What is wanted is the line holding "For every instance of the carved" and every later line through the end of the entries, set down exactly.

#### DATA FOR PROCESSING:
——

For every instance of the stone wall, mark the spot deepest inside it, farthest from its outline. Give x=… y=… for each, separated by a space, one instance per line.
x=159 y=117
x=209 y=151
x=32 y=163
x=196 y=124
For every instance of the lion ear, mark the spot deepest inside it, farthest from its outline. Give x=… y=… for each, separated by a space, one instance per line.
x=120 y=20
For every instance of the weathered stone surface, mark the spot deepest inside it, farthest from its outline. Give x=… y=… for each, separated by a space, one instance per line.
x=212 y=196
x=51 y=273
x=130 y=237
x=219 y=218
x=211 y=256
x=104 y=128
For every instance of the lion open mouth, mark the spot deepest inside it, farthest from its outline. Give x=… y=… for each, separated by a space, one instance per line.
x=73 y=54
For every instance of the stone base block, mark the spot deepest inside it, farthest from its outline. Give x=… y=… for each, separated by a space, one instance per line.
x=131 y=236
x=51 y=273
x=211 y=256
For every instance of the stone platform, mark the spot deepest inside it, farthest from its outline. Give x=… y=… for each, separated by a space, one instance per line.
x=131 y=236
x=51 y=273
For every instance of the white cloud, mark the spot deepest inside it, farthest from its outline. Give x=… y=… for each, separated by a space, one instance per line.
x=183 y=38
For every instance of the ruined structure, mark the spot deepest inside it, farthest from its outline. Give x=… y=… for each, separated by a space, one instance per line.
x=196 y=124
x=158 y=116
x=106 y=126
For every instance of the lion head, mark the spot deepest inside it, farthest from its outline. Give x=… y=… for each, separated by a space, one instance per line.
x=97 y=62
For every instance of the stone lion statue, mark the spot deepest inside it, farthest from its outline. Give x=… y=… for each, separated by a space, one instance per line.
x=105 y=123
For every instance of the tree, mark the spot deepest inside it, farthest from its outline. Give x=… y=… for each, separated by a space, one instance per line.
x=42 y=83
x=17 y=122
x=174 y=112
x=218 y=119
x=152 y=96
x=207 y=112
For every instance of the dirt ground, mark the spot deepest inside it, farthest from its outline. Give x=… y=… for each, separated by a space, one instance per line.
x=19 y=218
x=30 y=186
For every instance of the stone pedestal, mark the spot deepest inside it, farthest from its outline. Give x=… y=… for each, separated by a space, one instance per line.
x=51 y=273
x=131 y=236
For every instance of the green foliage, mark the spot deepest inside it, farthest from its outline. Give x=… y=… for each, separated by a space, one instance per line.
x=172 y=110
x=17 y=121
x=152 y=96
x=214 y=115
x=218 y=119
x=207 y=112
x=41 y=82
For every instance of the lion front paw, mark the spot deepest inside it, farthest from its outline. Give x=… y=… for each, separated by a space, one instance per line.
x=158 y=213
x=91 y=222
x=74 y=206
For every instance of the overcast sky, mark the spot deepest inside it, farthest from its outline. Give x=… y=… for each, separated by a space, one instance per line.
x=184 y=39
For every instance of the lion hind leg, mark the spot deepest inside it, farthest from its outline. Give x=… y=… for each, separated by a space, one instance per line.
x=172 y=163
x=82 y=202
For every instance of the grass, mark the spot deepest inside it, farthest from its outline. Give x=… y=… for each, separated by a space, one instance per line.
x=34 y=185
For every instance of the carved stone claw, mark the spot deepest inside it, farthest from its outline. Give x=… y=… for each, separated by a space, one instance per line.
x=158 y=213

——

#### FINISHED TASK:
For every instance of the carved stone claw, mark the spot deepest inside it, farthest from its outline. Give x=… y=… for each, separated by a space, one instance per line.
x=158 y=213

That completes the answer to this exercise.